**Source excerpt:**
“Our problems are man-made, therefore they may be solved by man.
And man can be as big as he wants. No problem of human destiny is beyond human
beings.”
― John F. Kennedy
ENRON, A Texas Co (1985-2001)
($100 billion Annual Revenue US Co). It ranked as the
seventh-largest company on the Fortune 500 and the sixth-largest energy company
in the world
SHARP STEEP UPBLAST RISE UP 1985
Enron's origins date back to 1985 when it began life as an
interstate pipeline company through the merger of Houston Natural Gas and
Omaha-based Inter North. Kenneth Lay, the former chief executive officer of
Houston Natural Gas became CEO, and the next year won the post of chairman.
From the pipeline sector, Enron began moving into new fields. In
1999, the company launched its broadband services unit and Enron Online, the
company's website for trading commodities, which soon became the largest
business site in the world. About 90 per cent of its income eventually came
from trades over Enron Online.
Wall Street was impressed with Enron's strategy of swooping into
formerly regulated markets to broker contracts for natural gas, electricity or
unused telecom bandwidth. The company was celebrated as a paragon of American
ingenuity, a stodgy gas pipeline company that had reinvented itself as a
high-tech clearinghouse in an ever-expanding roster of markets. Enron's push to
force utilities into the Internet age with its online trading systems, at a
seemingly handsome profit, became an epic tale of the dot-com revolution.
It now appears that Enron's tale may be more cautionary than
epic. Enron envy has crashed, along with the company's stock price, as serious
questions emerge about its bookkeeping. Enron disclosed earlier this month that
$1.2 billion in market value had vanished as a result of a controversial deal
it entered into with private partnerships run by its chief financial officer, Andrew
Fastow.

**The exercise:** Continue the Enron account above, picking up right after the sentence about the partnerships run by Andrew Fastow.

**Data shown:**
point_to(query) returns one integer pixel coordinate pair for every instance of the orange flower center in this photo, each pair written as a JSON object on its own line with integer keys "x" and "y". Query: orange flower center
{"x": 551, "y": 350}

**Written response:**
Most alarming was Enron's reluctance to shed light on
management's wheeling and dealing. ''Related-party transactions,'' as the
accountants call them, are fraught with conflicts of interest. Though much
remains to be learned about these transactions, their scope and lack of
transparency suggest that Enron may have in effect created its own private
hedge fund to assume some of the risk and mask the losses of its complex
trading. The extent to which company insiders profited from the partnerships is
not yet clear.
Enron has scrambled to dampen Wall Street's concerns,
acknowledging its credibility problem while insisting on the health of its core
businesses. On Wednesday it brought in William Powers, the dean of the
University of Texas School of Law, to review the transactions. The Securities
and Exchange Commission has launched its own formal investigation. Mr. Fastow
was forced to resign, following Jeffrey Skilling, the man credited with driving
Enron into new cutting-edge businesses, out the door.
Growth for Enron was rapid. In 2000, the company's annual
revenue reached$100 billion US. It ranked as the seventh-largest company on the
Fortune 500 and the sixth-largest energy company in the world. The company's
stock price peaked at $90 US. In its heydays, Enron is bigger than GE (General
Electric, incorporated in 1892)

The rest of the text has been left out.